* _Selected text_:
On the road, one of the most common questions the traveler is asked is “Where are you from?”  It is a fair question, but if you hear it daily for months in a row you may begin to wonder what it really means, just as you wonder what it really means when you answer “the United States.”  Your reply helps someone place you on a map, but it tells them nothing about what you believe, what you’d die for, why you’re at this very moment sitting at a table so far from your answer.  It simply tells them what culture you’re most familiar with, which usually is also the place where your parents brought you into the world and raised you (something in which you exercised no choice).  That is, though your reply locates you in the world, it says nothing about what you are choosing to do in the world.

Encounters that don’t progress beyond this question are transitory and quickly forgotten.  Ones that probe deeper—asking not just where fate delivered you onto the map but what you are trying to there—are the ones you most remember.  These encounters are part of what make a mountainside in Vietnam, an old city wall in Colombia, or a living room in Palestine a kind of “holy ground,” for here encounters happened that affirmed, challenged, or strengthened you.  Here encounters transcended the map and issues of nationality were absolutely peripheral.

* _Exercise details_:
Extend the passage about travelers being asked "Where are you from?" by writing the next paragraph, picking up after its final sentence.

* _Information shown_:
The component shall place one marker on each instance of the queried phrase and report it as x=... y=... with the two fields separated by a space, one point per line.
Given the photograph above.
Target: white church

* _Final answer_:
Thomas Merton, the 20th century Trappist monk and writer who enjoyed getting to know people such as the Dalai Lama and Vietnam’s Thich Nhat Hanh, met an untimely death in a Bangkok bathroom in 1968.  While he didn’t have the chance to flesh out his Asia travel experiences in a book, we do learn through his journal how enriching were his encounters with the men and women he met.  The accounts are sometimes captivating.  And I suppose they're not all that surprising, given that Merton once wrote the following:

If you want to identify me, ask not where I live, or what I like to eat, or how I comb my hair, but ask me what I’m living for, in detail, and ask me what I think is keeping me from living fully for the thing I want to live for.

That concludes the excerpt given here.